■ To do: Repeat each record below exactly as it is written.

■ Input records:
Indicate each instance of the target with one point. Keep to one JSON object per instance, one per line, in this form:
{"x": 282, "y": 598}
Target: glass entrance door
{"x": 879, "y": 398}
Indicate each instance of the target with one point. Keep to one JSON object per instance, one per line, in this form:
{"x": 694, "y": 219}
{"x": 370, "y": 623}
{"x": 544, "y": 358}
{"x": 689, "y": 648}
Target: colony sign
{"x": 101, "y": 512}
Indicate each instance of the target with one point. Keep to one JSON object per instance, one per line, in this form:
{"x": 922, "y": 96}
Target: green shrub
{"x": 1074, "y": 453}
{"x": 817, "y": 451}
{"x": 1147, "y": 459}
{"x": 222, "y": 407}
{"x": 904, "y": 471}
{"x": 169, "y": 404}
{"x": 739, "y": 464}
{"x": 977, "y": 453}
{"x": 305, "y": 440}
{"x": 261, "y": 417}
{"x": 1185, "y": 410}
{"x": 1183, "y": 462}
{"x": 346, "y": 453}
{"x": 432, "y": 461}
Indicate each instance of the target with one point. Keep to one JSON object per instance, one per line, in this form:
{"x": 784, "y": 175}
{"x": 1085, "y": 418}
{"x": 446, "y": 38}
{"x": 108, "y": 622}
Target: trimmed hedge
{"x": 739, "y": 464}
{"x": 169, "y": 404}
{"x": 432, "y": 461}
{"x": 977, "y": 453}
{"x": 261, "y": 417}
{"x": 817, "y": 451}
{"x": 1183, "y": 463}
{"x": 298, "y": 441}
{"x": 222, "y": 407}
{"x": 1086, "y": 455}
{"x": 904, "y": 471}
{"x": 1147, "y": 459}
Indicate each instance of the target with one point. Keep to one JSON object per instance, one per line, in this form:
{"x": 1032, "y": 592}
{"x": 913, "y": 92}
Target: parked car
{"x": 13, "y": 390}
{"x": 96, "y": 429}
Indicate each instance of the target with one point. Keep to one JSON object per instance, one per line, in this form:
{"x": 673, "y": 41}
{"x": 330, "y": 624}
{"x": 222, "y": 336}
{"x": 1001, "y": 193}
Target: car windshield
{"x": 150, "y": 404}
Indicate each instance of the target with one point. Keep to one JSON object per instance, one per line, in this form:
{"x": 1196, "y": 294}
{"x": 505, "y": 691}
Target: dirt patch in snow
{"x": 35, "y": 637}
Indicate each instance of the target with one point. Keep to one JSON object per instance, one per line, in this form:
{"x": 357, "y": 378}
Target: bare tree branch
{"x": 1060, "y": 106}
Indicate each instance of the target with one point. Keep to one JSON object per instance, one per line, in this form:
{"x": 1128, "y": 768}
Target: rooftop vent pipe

■ Result for this task:
Indicate each instance of the target with one point. Keep to one JSON object per instance, one per line, in this form:
{"x": 282, "y": 598}
Target: glass entrance door
{"x": 879, "y": 398}
Indicate each instance of the target with one point. Keep to one JSON object per instance, one per line, in this form:
{"x": 694, "y": 219}
{"x": 370, "y": 623}
{"x": 544, "y": 358}
{"x": 689, "y": 648}
Target: colony sign
{"x": 101, "y": 512}
Indicate each instance of the target with one point. Keep to one JSON object per instance, one per line, in this form:
{"x": 922, "y": 96}
Target: green shrub
{"x": 1074, "y": 453}
{"x": 817, "y": 451}
{"x": 1147, "y": 459}
{"x": 222, "y": 407}
{"x": 904, "y": 471}
{"x": 169, "y": 404}
{"x": 739, "y": 464}
{"x": 977, "y": 453}
{"x": 305, "y": 440}
{"x": 261, "y": 417}
{"x": 1185, "y": 410}
{"x": 1183, "y": 462}
{"x": 346, "y": 453}
{"x": 432, "y": 461}
Indicate each instance of the target with one point. Keep to one JSON object per instance, one per line, in this form:
{"x": 784, "y": 175}
{"x": 1085, "y": 418}
{"x": 446, "y": 38}
{"x": 108, "y": 622}
Target: trimmed hedge
{"x": 739, "y": 464}
{"x": 169, "y": 404}
{"x": 432, "y": 461}
{"x": 977, "y": 453}
{"x": 261, "y": 417}
{"x": 817, "y": 451}
{"x": 1183, "y": 463}
{"x": 298, "y": 441}
{"x": 222, "y": 407}
{"x": 1086, "y": 455}
{"x": 904, "y": 471}
{"x": 1147, "y": 459}
Indicate each instance of the target with one point. Keep to one JSON object per instance, one per line, in this form:
{"x": 1032, "y": 592}
{"x": 913, "y": 92}
Target: parked car
{"x": 13, "y": 390}
{"x": 96, "y": 429}
Indicate each instance of the target with one point. Keep to one JSON object per instance, one per line, in this form:
{"x": 673, "y": 41}
{"x": 330, "y": 624}
{"x": 222, "y": 336}
{"x": 1001, "y": 193}
Target: car windshield
{"x": 150, "y": 404}
Indicate each instance of the target with one point. Keep to one JSON object per instance, one per line, in this form:
{"x": 1196, "y": 294}
{"x": 505, "y": 691}
Target: dirt patch in snow
{"x": 35, "y": 637}
Indicate each instance of the target with one point. Keep to one JSON object per instance, one per line, in this form:
{"x": 357, "y": 378}
Target: bare tree branch
{"x": 1060, "y": 106}
Indicate each instance of the target with one point. Keep to one JSON object per instance, one per line, in this form:
{"x": 1128, "y": 768}
Target: rooftop vent pipe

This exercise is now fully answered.